To be done: Copy out the entries word for word, starting at the line that contains "moss shown above." and continuing up to and including the final line of the entries.

Dataset rows:
=======
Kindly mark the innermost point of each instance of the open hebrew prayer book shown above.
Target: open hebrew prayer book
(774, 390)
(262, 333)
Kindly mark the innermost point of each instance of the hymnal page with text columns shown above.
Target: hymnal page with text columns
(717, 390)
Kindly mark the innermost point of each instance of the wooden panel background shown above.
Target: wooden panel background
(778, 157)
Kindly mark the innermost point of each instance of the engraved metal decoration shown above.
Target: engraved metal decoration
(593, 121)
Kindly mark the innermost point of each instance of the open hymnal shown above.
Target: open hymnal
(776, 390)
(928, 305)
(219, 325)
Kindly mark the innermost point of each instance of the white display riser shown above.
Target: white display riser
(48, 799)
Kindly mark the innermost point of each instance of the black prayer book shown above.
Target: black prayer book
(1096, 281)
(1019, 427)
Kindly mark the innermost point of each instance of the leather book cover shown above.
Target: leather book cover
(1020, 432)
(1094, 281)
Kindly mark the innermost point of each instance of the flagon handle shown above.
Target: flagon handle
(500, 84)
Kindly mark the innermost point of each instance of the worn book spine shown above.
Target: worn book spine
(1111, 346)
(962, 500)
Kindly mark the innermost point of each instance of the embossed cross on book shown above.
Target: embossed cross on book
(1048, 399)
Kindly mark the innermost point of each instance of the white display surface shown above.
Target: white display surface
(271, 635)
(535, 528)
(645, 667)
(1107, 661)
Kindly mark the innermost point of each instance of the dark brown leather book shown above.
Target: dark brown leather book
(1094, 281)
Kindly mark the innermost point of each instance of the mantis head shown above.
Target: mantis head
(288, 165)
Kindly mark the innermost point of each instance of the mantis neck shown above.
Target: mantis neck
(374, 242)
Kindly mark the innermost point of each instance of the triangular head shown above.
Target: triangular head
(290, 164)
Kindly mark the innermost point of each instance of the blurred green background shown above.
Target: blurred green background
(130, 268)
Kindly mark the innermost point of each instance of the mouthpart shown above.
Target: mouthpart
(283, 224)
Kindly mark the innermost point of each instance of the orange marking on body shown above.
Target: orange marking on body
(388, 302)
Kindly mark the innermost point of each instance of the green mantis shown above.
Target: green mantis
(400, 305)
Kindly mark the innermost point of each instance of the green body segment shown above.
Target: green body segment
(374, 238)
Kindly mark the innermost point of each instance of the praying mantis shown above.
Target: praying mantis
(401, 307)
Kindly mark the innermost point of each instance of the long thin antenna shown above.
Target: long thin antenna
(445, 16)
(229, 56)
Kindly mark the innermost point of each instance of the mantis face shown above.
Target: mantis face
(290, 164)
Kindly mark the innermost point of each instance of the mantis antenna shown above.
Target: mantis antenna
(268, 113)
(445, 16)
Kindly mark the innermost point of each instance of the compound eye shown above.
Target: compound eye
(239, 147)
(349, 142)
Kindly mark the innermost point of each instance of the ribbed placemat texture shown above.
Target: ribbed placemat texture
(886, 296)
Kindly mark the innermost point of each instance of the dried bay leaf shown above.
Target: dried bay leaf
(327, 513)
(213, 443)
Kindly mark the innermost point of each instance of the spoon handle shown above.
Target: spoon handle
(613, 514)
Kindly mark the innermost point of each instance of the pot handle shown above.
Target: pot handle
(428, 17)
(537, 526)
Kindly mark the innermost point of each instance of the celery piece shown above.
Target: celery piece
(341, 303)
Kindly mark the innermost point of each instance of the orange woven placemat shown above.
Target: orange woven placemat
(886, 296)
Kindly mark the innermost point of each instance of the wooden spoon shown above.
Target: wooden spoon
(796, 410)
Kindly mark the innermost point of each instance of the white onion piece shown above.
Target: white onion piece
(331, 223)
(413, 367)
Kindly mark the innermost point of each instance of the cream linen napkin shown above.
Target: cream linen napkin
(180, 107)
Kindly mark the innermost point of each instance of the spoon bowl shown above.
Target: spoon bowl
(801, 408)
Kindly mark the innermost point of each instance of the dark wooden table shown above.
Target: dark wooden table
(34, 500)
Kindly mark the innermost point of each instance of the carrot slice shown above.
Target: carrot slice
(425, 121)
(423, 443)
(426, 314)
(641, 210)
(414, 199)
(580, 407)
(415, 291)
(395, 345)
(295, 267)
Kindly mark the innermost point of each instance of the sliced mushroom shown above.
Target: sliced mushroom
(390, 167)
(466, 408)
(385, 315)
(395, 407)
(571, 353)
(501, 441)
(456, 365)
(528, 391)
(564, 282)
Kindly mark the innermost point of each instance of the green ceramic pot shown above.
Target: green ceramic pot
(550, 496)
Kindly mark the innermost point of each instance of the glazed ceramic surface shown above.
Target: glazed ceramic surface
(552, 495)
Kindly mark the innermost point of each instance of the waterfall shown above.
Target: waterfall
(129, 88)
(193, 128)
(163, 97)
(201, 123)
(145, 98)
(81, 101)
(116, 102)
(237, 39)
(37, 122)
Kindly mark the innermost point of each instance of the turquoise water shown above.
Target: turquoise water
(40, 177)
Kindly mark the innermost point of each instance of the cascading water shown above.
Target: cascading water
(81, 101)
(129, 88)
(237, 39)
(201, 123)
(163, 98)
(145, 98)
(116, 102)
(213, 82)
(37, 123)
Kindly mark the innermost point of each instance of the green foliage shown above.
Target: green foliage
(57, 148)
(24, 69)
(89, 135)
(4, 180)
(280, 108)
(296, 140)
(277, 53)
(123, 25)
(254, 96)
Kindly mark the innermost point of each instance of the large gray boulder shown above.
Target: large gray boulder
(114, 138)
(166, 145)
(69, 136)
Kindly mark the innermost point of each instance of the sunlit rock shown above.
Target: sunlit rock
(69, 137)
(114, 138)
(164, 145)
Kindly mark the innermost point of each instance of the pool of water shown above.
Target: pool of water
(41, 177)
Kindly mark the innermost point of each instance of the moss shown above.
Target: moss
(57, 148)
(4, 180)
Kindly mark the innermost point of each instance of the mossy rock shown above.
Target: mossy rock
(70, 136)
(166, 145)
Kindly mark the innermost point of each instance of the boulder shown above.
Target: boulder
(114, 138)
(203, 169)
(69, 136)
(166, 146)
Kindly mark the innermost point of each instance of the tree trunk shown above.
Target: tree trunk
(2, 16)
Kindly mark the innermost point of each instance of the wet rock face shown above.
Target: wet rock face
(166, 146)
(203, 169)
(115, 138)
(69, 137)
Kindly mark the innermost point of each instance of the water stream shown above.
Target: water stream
=======
Complete answer:
Kindly mark the innermost point of each instance of the moss shown above.
Target: moss
(57, 148)
(4, 180)
Kindly mark the innermost point of each instance of the mossy rock shown above.
Target: mossy rock
(70, 136)
(166, 145)
Kindly mark the innermost point of each instance of the boulder shown above.
Target: boulder
(114, 138)
(203, 169)
(69, 136)
(166, 146)
Kindly mark the innermost point of each instance of the tree trunk shown above.
Target: tree trunk
(2, 16)
Kindly mark the innermost point of each instance of the wet rock face shown above.
Target: wet rock face
(166, 146)
(203, 169)
(115, 138)
(69, 137)
Kindly mark the innermost point of each instance of the water stream shown above.
Target: water stream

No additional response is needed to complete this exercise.